Referring expression data:
- Opening Delimiter -

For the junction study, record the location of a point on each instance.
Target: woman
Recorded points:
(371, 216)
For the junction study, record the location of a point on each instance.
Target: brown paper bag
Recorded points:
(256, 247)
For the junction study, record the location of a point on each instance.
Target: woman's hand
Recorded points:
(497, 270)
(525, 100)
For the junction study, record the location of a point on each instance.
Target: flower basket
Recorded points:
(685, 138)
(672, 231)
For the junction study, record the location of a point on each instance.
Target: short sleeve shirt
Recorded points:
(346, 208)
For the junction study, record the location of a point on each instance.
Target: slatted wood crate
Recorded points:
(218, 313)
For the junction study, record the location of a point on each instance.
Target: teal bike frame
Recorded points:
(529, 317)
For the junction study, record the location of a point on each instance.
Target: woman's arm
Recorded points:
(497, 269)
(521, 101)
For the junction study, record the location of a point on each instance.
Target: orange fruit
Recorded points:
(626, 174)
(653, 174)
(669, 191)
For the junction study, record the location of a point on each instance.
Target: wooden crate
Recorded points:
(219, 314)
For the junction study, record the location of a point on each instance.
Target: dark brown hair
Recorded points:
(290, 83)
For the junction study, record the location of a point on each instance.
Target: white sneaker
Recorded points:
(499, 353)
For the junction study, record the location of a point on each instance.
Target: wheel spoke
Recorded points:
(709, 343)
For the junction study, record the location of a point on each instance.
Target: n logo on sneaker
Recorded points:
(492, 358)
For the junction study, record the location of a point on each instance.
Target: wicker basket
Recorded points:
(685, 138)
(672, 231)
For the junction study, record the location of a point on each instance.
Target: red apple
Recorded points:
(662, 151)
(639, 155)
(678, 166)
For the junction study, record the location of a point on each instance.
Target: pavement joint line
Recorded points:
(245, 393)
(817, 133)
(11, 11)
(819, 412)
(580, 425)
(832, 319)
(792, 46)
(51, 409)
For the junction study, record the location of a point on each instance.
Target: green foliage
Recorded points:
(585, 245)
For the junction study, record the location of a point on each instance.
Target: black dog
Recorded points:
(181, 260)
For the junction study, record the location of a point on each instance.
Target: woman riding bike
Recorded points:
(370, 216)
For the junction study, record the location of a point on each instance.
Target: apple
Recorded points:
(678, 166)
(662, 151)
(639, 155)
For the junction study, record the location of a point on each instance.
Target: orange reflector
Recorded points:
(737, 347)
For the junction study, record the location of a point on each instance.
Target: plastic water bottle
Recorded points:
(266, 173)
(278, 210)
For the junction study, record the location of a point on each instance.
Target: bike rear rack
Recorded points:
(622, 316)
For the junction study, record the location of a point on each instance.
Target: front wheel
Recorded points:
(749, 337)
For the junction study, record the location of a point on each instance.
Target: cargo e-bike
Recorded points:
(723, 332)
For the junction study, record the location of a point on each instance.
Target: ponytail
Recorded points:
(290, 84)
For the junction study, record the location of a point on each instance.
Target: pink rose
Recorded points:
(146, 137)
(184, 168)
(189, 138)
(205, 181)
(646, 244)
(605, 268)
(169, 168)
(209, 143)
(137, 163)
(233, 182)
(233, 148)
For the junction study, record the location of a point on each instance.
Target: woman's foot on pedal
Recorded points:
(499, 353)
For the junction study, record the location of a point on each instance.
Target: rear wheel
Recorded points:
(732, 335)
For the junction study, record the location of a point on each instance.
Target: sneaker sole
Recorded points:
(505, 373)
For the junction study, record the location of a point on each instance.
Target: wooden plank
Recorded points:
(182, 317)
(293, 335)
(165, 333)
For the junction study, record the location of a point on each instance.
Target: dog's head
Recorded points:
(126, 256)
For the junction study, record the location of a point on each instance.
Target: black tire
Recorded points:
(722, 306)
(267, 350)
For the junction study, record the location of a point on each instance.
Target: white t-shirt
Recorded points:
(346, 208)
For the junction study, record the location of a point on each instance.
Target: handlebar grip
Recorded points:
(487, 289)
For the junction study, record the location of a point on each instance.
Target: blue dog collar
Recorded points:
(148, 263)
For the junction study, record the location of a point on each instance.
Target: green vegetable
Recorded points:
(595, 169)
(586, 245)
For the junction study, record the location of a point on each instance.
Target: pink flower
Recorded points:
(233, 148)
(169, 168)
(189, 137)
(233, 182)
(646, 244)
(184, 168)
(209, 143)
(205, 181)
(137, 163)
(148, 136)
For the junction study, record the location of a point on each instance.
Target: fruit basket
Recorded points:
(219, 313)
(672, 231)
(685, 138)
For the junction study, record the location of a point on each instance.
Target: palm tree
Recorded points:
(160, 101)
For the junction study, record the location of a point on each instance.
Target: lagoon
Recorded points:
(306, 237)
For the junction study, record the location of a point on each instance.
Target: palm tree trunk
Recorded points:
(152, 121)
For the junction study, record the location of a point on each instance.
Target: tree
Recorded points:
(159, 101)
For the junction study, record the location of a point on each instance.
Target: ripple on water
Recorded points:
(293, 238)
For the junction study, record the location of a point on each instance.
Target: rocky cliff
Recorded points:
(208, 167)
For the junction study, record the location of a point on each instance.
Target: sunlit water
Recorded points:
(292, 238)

- Closing Delimiter -

#### Work task
In the records above, find each line that mentions the string "shirt", then copy it.

#### Answer
Target: short sleeve shirt
Target: white t-shirt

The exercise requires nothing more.